• [Problem description]:
Please render each line of all the rows below as a JSON list of strings, one string per line, skipping blank lines and leaving the pictures out.

• [Input data]:
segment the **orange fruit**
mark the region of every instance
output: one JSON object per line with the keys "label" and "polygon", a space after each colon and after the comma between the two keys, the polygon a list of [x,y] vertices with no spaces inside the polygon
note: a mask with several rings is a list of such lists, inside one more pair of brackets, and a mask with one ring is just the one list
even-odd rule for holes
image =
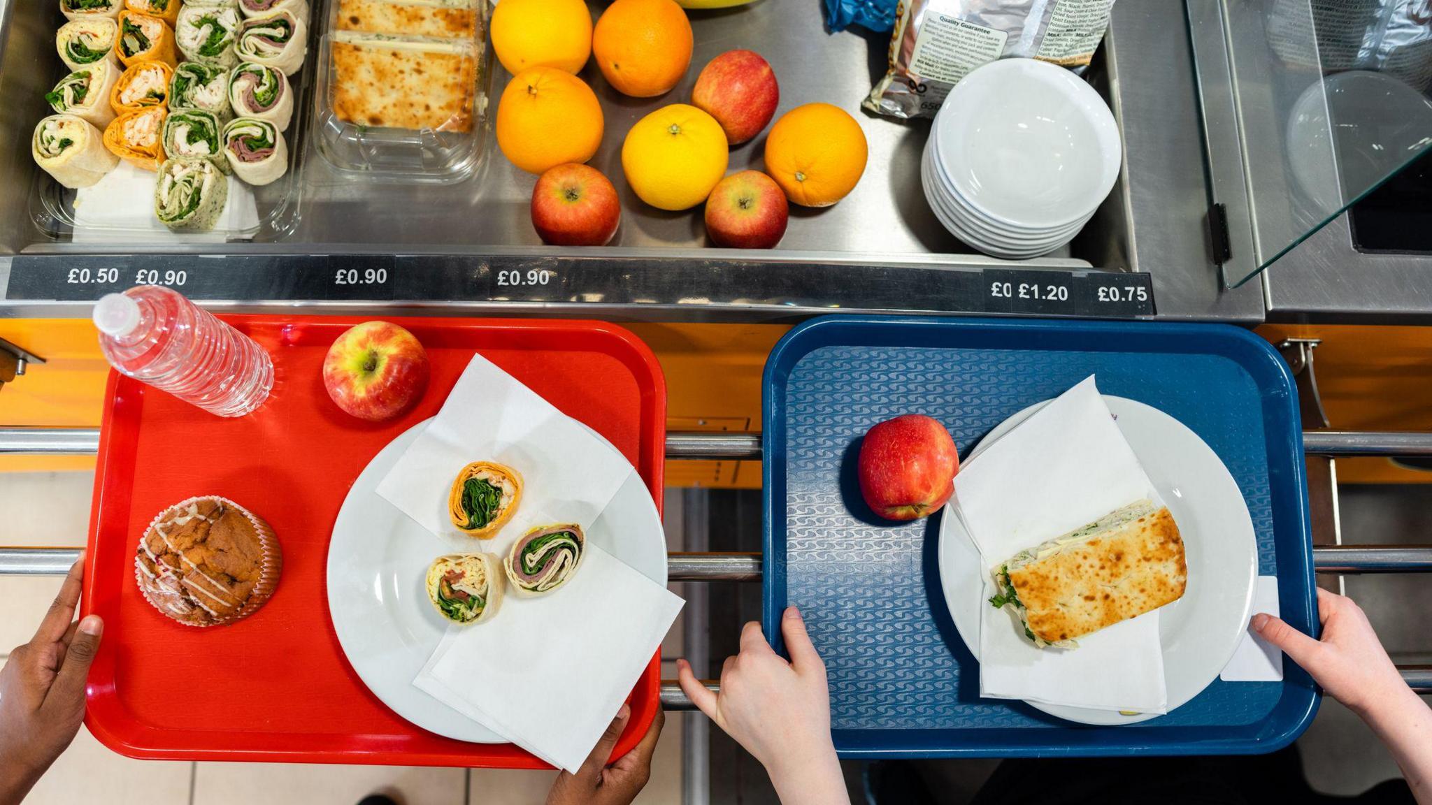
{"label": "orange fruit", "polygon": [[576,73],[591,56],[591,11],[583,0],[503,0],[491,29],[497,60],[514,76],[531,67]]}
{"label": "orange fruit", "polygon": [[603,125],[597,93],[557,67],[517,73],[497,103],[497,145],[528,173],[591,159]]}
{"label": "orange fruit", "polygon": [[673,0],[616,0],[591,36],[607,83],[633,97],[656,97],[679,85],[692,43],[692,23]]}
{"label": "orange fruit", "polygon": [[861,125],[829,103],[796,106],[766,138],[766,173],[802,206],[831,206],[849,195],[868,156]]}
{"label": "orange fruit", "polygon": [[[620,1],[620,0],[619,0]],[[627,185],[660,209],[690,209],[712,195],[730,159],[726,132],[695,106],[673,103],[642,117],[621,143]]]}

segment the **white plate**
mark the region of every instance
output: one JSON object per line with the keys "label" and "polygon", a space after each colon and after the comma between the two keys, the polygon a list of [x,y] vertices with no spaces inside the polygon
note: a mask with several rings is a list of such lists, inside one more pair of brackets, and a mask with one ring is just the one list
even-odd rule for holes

• [Exercise output]:
[
  "segment the **orange fruit**",
  "mark the region of every instance",
  "output: one JSON object per line with the keys \"label\" and \"polygon\", a space after each colon and after the comma between the two keys, the polygon a list of [x,y] vertices with no spaces inside the polygon",
  "note: a mask with several rings is a list of such lists, inside one more pair of brackets, and a mask with one ring is just the one list",
  "even-odd rule for holes",
  "image =",
  "{\"label\": \"orange fruit\", \"polygon\": [[576,73],[591,56],[591,11],[583,0],[503,0],[491,29],[497,60],[514,76],[531,67]]}",
  "{\"label\": \"orange fruit\", \"polygon\": [[603,125],[597,93],[557,67],[517,73],[497,103],[497,145],[528,173],[591,159]]}",
  "{\"label\": \"orange fruit\", \"polygon\": [[673,0],[616,0],[591,36],[607,83],[633,97],[656,97],[679,85],[692,43],[692,23]]}",
  "{\"label\": \"orange fruit\", \"polygon\": [[861,125],[829,103],[796,106],[766,138],[766,173],[802,206],[831,206],[849,195],[868,156]]}",
  "{\"label\": \"orange fruit\", \"polygon\": [[[620,1],[620,0],[619,0]],[[627,185],[660,209],[690,209],[712,195],[730,159],[726,132],[695,106],[673,103],[642,117],[621,143]]]}",
  "segment the **white plate**",
  "mark the region of every instance",
  "output: one JSON object per line with the keys \"label\" and \"polygon\", a space after each colon and after the comma between the two keys, the polygon a list of [x,y] vertices with no spaces inside the polygon",
  "note: a mask with several rings is a list of such lists, inside one more pair of brackets, and a mask with one ring is just the one list",
  "even-odd rule for holes"
]